▶ **SOURCE TEXT**
******

Why the Trim Step Works - Mathematical Intuition

The trim step is counterintuitive: you're throwing away 80% of the fine-tuning signal. Why doesn't this destroy the model?

The answer comes from the lottery ticket hypothesis applied to fine-tuning. When a model fine-tunes, most parameters change by tiny amounts that represent optimization noise - the gradient of the loss happened to point slightly in their direction, but they're not genuinely important for the new task. A small subset of parameters change by large amounts because they genuinely encode the new capability.

Experiments from Yadav et al. support this: after trimming 80% of delta weights, performance on the fine-tuned task degrades by only 1-3% on average. The fine-tuned capability is mostly encoded in the top 20% of parameters by magnitude.

This concentration of signal in a few parameters is also why sign conflicts are so damaging: the parameters that conflict in sign tend to be exactly the high-magnitude parameters that encode the most capability. Simple averaging cancels the most important parameters.

******

▶ **RECORD EXCERPTS**
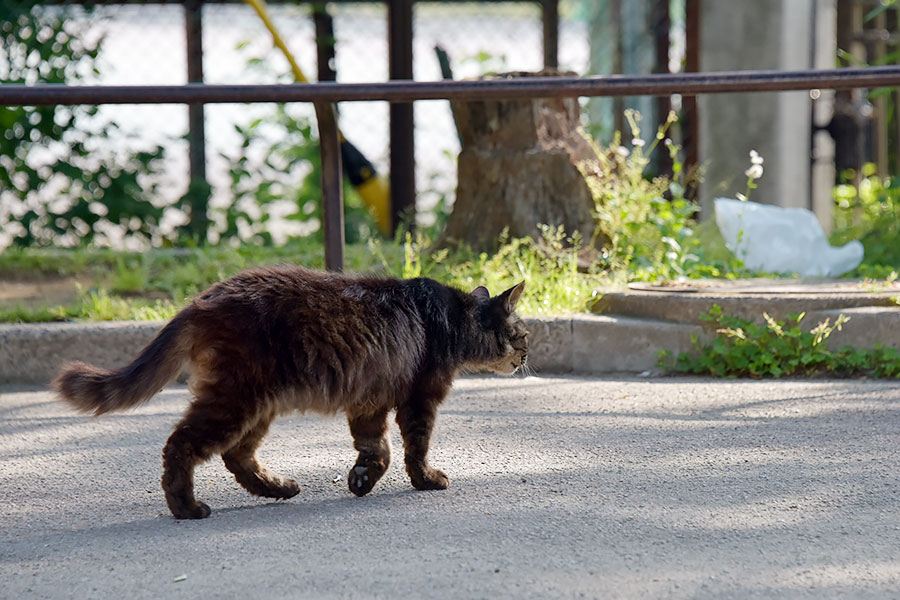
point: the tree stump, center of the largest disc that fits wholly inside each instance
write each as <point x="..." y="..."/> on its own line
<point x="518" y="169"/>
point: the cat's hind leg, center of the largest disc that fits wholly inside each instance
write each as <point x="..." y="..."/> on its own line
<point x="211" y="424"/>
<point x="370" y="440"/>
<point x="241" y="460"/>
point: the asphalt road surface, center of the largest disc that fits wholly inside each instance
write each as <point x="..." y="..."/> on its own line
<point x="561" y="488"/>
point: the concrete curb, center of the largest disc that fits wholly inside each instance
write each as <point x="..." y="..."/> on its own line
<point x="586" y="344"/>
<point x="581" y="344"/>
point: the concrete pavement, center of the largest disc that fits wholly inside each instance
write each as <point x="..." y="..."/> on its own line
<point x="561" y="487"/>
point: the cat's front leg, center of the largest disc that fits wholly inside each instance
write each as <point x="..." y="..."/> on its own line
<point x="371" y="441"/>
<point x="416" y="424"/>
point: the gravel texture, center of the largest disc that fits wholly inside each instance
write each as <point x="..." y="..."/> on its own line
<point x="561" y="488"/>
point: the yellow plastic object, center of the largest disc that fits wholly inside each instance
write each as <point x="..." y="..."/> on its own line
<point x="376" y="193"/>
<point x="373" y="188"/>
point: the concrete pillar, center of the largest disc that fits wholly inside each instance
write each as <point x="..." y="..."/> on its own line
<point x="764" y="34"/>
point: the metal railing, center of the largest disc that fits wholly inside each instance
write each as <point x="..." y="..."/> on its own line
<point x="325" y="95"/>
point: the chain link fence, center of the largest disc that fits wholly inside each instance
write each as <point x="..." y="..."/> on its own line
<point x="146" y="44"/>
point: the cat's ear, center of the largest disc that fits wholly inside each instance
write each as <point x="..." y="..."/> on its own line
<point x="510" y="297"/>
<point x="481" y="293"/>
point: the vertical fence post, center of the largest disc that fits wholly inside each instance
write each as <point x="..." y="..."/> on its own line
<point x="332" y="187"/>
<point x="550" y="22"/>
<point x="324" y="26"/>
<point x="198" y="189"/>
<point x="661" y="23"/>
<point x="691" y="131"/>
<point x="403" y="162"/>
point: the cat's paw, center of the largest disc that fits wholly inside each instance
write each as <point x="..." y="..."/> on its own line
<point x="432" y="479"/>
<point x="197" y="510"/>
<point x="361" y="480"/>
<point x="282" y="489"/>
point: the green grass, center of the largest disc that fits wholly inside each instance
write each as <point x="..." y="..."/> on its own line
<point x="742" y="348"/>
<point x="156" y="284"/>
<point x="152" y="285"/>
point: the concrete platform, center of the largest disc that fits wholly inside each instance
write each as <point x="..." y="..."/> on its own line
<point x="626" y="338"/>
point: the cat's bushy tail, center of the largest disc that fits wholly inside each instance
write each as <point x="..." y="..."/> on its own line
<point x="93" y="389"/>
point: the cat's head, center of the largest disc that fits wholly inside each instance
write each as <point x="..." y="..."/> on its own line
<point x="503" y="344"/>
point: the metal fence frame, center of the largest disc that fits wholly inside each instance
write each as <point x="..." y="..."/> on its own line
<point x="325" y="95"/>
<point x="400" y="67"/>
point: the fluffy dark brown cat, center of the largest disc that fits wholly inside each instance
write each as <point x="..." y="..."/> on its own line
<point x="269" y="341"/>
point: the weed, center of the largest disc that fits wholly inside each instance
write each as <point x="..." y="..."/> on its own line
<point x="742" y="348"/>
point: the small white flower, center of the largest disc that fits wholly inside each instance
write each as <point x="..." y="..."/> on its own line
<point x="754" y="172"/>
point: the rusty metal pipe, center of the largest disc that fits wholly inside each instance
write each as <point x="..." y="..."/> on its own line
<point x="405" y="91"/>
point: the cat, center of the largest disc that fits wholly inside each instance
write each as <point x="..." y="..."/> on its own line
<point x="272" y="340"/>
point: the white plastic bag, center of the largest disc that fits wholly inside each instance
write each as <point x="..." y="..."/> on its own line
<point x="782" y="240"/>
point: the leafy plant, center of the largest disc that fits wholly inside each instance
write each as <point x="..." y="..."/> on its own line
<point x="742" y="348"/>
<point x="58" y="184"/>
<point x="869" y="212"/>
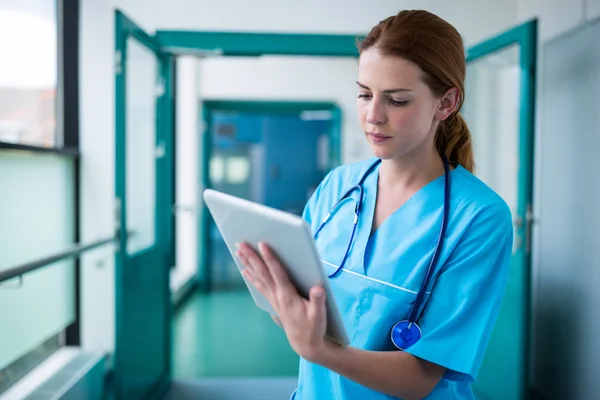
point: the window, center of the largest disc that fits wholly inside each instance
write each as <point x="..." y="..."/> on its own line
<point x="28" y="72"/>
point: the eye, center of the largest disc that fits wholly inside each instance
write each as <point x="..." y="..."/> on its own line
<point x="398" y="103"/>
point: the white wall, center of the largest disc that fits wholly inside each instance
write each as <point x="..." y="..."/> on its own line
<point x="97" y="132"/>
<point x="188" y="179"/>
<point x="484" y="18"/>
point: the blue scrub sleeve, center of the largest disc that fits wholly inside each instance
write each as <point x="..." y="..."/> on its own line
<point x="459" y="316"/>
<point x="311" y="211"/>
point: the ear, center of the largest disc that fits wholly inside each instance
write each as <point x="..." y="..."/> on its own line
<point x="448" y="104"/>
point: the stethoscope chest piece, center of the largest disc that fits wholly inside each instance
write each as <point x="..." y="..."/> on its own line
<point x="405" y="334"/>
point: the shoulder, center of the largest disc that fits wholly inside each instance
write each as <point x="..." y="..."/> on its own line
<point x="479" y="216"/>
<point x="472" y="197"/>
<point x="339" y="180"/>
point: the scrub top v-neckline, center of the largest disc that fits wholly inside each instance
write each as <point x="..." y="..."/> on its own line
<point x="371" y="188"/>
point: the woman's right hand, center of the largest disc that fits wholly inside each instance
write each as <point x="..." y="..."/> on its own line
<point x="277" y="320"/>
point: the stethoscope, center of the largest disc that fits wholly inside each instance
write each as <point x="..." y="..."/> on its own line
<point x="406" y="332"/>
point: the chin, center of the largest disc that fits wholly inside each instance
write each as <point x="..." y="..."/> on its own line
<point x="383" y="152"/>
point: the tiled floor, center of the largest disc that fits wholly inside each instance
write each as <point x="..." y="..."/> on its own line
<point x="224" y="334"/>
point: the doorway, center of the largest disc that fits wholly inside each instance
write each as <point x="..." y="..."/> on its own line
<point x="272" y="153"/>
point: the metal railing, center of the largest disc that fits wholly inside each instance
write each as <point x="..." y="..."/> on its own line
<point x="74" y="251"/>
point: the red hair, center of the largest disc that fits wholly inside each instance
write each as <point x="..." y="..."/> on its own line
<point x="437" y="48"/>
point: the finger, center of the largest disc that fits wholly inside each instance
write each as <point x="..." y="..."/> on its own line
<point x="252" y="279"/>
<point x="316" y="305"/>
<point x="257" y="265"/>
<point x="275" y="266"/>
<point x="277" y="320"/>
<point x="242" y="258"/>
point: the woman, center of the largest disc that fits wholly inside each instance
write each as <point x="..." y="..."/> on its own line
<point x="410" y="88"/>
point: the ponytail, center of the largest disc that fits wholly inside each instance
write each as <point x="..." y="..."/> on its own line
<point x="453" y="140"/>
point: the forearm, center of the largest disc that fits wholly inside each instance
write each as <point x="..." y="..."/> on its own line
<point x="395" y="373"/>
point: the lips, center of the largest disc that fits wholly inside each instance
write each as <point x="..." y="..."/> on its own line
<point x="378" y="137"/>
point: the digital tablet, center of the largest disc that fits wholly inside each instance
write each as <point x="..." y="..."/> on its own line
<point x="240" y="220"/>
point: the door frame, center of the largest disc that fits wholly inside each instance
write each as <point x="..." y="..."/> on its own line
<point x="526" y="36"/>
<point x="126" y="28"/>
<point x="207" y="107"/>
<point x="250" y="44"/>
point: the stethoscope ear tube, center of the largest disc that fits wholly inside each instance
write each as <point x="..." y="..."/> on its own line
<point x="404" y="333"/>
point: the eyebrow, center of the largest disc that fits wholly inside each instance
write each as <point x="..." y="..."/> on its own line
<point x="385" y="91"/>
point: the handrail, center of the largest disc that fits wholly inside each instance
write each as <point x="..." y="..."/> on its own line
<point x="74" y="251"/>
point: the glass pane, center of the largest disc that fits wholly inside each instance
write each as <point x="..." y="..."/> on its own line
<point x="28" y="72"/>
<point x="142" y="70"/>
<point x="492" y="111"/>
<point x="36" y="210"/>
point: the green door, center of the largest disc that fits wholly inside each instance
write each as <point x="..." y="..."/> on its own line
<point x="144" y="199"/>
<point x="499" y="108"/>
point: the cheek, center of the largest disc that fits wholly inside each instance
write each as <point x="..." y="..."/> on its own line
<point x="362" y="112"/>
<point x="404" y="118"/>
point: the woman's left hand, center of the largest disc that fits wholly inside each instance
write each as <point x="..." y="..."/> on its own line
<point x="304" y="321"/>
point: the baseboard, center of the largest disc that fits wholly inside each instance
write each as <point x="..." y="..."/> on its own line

******

▶ **STATED GOAL**
Could you return everything in the trim step text above, from "Experiments from Yadav" down to "parameters by magnitude.", copied word for word?

▶ **ANSWER TO THE EXERCISE**
Experiments from Yadav et al. support this: after trimming 80% of delta weights, performance on the fine-tuned task degrades by only 1-3% on average. The fine-tuned capability is mostly encoded in the top 20% of parameters by magnitude.